(Object location annotation data)
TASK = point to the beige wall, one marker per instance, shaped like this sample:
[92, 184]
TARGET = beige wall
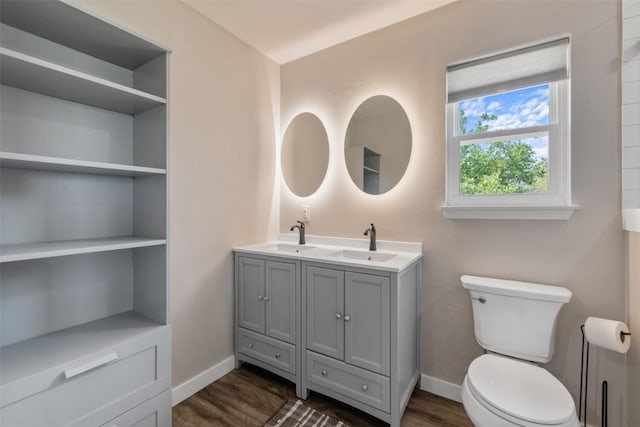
[223, 120]
[633, 358]
[407, 61]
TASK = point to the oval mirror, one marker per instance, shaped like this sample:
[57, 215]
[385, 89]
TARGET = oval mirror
[377, 146]
[305, 154]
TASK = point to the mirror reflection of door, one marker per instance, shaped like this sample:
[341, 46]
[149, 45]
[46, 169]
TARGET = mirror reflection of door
[305, 154]
[377, 145]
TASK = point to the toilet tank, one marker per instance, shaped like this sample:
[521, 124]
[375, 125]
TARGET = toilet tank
[515, 318]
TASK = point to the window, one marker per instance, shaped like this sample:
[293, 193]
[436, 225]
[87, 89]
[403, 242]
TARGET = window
[508, 144]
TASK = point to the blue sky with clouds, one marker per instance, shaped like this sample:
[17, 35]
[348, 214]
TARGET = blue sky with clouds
[517, 109]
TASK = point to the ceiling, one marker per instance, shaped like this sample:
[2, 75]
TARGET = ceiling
[285, 30]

Your task ::
What you return should match the records above word for word, minus the pictures.

Response below ::
TASK = point to the beige wall, one marker per instance, shaped like this sample:
[92, 184]
TARGET = beige wall
[223, 120]
[633, 358]
[407, 61]
TASK = point to the oval mirror, one marker per instance, shaped like this sample:
[57, 215]
[385, 89]
TARGET = oval mirror
[377, 146]
[305, 154]
TASK = point to the mirror reflection of door, one marker per instance, shaped like this sample:
[341, 46]
[149, 45]
[46, 169]
TARGET = mirror reflection of door
[305, 154]
[377, 145]
TASK = point to the toilet tank, one marker per instance, shaped like this sample:
[521, 124]
[375, 125]
TARGET = toilet tank
[515, 318]
TASK = point to the window, one marker per instance, shaped like this sample:
[293, 193]
[436, 225]
[87, 89]
[403, 242]
TARGET = window
[508, 144]
TASK = point to the blue sky with clouds, one marker per instance, shaped like this sample:
[17, 35]
[348, 214]
TARGET = blue sky with clouds
[517, 109]
TASK = point to the ceiling, one marker per instance, shaped like this sample:
[2, 75]
TARGET = ceiling
[285, 30]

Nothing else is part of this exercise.